* [TO DO]:
Update the lines below by replacing "instance" with "occurrence" everywhere it occurs and changing nothing else. Leave the pictures out of your answer.

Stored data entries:

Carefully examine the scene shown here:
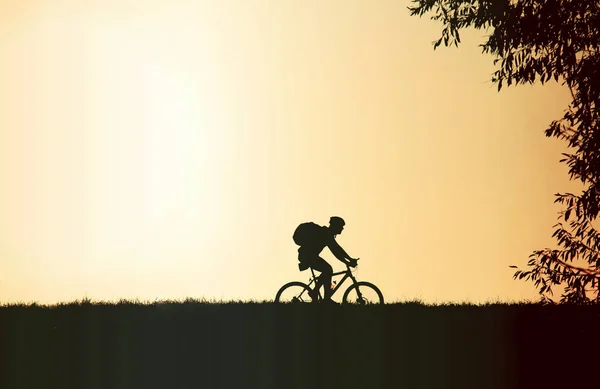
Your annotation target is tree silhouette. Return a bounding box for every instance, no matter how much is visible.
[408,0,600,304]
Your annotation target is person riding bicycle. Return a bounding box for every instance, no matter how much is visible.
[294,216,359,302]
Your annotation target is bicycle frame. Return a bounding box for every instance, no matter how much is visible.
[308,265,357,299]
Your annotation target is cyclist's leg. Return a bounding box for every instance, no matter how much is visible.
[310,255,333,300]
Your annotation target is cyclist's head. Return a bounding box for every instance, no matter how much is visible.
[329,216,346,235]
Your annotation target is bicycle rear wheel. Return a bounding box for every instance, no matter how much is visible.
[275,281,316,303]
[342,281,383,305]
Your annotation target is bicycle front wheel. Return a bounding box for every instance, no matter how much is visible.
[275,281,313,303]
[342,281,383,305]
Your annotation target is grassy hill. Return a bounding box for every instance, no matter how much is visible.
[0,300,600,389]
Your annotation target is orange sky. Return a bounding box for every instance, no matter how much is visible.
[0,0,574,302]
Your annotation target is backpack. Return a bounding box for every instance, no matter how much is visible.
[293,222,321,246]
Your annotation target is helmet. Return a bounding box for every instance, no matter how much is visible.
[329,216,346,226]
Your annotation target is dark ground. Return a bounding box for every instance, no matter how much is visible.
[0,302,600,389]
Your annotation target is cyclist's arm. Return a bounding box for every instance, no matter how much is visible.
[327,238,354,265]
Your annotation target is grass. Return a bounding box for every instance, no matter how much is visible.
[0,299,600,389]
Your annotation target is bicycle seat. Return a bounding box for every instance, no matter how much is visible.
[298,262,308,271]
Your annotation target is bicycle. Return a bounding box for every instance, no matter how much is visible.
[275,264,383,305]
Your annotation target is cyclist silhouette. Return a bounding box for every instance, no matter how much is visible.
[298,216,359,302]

* [TASK ANSWER]:
Carefully examine the scene shown here:
Your annotation target is tree silhouette. Return a bounding box for every occurrence, no matter how much is visible.
[408,0,600,304]
Your annotation target is person riding bicycle. Return a bounding box for every occurrence, no matter how much is visible.
[294,216,359,302]
Your annotation target is bicycle frame. Return a bounding box for every occurrence, no matter how much is visible.
[308,265,357,299]
Your annotation target is cyclist's leg. Return a bounding box for every occurrence, no matter how much is visible.
[310,255,333,300]
Your annotation target is cyclist's head. Return a bounding box for every occurrence, no matter how much is visible.
[329,216,346,235]
Your annotation target is bicycle rear wheel. Return a bounding box for every occurrence, no matter how much is visible.
[275,281,316,303]
[342,281,383,305]
Your annotation target is bicycle front wheel. Return a bounding box for every occurrence, no matter how much is visible.
[275,281,313,303]
[342,281,383,305]
Your annotation target is grassy hill. Return a bounding box for every occurrence, no matter how much is visible.
[0,300,600,389]
Your annotation target is orange sky. Return a bounding box for every occurrence, no matter how much is visible.
[0,0,574,302]
Your annotation target is backpack. Return a bounding box for every occurrence, no matter how much is visible.
[293,222,321,246]
Your annotation target is helmet. Return a bounding box for every occurrence, no matter how much is visible.
[329,216,346,226]
Your annotation target is dark ground. Return a bounding box for every occurrence, no matter how much is visible.
[0,302,600,389]
Your annotation target is cyclist's arm. Return a bounding box for every occurrence, no matter how much is visible.
[327,238,354,265]
Your annotation target is grass. Return a bounding box for every occurrence, no matter how much is visible.
[0,299,600,389]
Your annotation target is bicycle seat. Return a bounding box for every occurrence, no matter how much is visible.
[298,262,308,271]
Your annotation target is bicycle. Return a bounding box for every occurrence, no matter how much is visible.
[275,264,383,305]
Your annotation target is cyclist silhouette. Return a bounding box for every occurrence, no matter how much is visible.
[298,216,359,302]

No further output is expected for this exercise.